Advent is what we call the season leading up to Christmas. Each year, Advent begins four Sundays before December 25. This year it will be December 2 to December 24.  Advent means the coming of Christ.  It is the celebration of the first advent of Jesus, and the anxious awaiting of His second. During the next four weeks we will be preparing our hearts to remember the first coming of Jesus through reading, music, teaching, etc., while at the same time looking forward in eager anticipation to His promised second coming. The season is a time for remembering and rejoicing, watching and waiting, and a time to reflect upon the promises of God and to anticipate the fulfillment of those promises.
How are you going to prepare your hearts this Advent season when there is so much pressure – shopping, Christmas events (parties, concerts, etc.), sending Christmas cards or writing family Christmas letters, gifts buying, travel, family gatherings, house decorating – and on and on. We can get exhausted and defeated even thinking about it. Without a doubt, there are many things that can distract us from what most matters during this season.
My wife Tammy and I love the Christmas season. Over the past few years we’ve made it a practice to choose a book of Advent devotional readings each year. In year’s past we have read John Piper’s The Dawning of Indestructible Joy: Daily Readings for Advent and his Good News of Great Joy: Daily Readings for Advent, Nancy Guthrie’s Let Every Heart Prepare Him Room: Daily Family Devotions for Advent, and last year we chose Paul Tripp’s Come, Let Us Adore Him: A Daily Advent Devotional. This year, we will read Sinclair Ferguson’s new book Love Came Down at Christmas: Daily Readings for Advent.  We also both love to listen to Christmas music, both Christian and traditional holiday favorites. My favorite Christmas song is “O Holy Night”. Songs such as that truly draw our hearts to the Lord.

ROWS:
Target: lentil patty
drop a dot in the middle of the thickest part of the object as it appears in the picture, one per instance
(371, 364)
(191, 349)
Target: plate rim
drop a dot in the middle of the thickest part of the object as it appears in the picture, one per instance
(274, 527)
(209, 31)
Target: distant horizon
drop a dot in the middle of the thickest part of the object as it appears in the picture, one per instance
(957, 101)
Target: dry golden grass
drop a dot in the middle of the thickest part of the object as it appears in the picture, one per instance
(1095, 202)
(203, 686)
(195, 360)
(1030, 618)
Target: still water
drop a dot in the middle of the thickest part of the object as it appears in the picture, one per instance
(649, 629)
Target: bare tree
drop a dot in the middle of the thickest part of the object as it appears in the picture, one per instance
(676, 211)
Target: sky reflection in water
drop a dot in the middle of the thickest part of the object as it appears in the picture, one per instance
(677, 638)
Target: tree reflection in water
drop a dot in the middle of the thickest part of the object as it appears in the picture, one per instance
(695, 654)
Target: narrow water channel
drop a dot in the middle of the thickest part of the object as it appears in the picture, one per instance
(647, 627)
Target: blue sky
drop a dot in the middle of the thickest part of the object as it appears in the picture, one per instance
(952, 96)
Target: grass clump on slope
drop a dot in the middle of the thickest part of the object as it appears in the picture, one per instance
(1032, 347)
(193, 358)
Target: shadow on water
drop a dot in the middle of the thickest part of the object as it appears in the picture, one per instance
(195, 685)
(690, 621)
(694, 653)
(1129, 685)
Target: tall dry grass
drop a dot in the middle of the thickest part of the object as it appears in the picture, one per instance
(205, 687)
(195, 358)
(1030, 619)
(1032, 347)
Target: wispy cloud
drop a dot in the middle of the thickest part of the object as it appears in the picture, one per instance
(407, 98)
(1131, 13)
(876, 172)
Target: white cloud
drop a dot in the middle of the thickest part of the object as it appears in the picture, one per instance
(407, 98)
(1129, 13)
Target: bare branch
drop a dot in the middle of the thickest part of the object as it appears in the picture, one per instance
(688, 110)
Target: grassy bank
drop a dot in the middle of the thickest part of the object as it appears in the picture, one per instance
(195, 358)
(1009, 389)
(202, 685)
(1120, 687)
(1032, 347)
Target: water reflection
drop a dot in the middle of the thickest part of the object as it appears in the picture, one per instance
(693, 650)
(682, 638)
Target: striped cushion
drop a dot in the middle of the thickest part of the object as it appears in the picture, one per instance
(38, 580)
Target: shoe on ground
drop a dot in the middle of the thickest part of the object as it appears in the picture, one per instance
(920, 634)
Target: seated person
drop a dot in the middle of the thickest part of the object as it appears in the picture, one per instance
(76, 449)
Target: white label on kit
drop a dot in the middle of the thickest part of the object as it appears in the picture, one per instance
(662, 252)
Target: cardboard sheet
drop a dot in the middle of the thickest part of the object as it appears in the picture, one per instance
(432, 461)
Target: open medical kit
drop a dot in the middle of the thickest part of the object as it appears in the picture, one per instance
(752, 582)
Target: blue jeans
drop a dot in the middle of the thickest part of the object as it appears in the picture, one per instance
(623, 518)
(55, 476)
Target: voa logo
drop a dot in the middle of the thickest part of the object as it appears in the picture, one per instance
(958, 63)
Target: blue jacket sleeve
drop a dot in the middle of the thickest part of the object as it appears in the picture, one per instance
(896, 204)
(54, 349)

WHAT IS EXPECTED: Please retype the whole Advent passage above word for word.

WRITTEN ANSWER:
Advent is what we call the season leading up to Christmas. Each year, Advent begins four Sundays before December 25. This year it will be December 2 to December 24.  Advent means the coming of Christ.  It is the celebration of the first advent of Jesus, and the anxious awaiting of His second. During the next four weeks we will be preparing our hearts to remember the first coming of Jesus through reading, music, teaching, etc., while at the same time looking forward in eager anticipation to His promised second coming. The season is a time for remembering and rejoicing, watching and waiting, and a time to reflect upon the promises of God and to anticipate the fulfillment of those promises.
How are you going to prepare your hearts this Advent season when there is so much pressure – shopping, Christmas events (parties, concerts, etc.), sending Christmas cards or writing family Christmas letters, gifts buying, travel, family gatherings, house decorating – and on and on. We can get exhausted and defeated even thinking about it. Without a doubt, there are many things that can distract us from what most matters during this season.
My wife Tammy and I love the Christmas season. Over the past few years we’ve made it a practice to choose a book of Advent devotional readings each year. In year’s past we have read John Piper’s The Dawning of Indestructible Joy: Daily Readings for Advent and his Good News of Great Joy: Daily Readings for Advent, Nancy Guthrie’s Let Every Heart Prepare Him Room: Daily Family Devotions for Advent, and last year we chose Paul Tripp’s Come, Let Us Adore Him: A Daily Advent Devotional. This year, we will read Sinclair Ferguson’s new book Love Came Down at Christmas: Daily Readings for Advent.  We also both love to listen to Christmas music, both Christian and traditional holiday favorites. My favorite Christmas song is “O Holy Night”. Songs such as that truly draw our hearts to the Lord.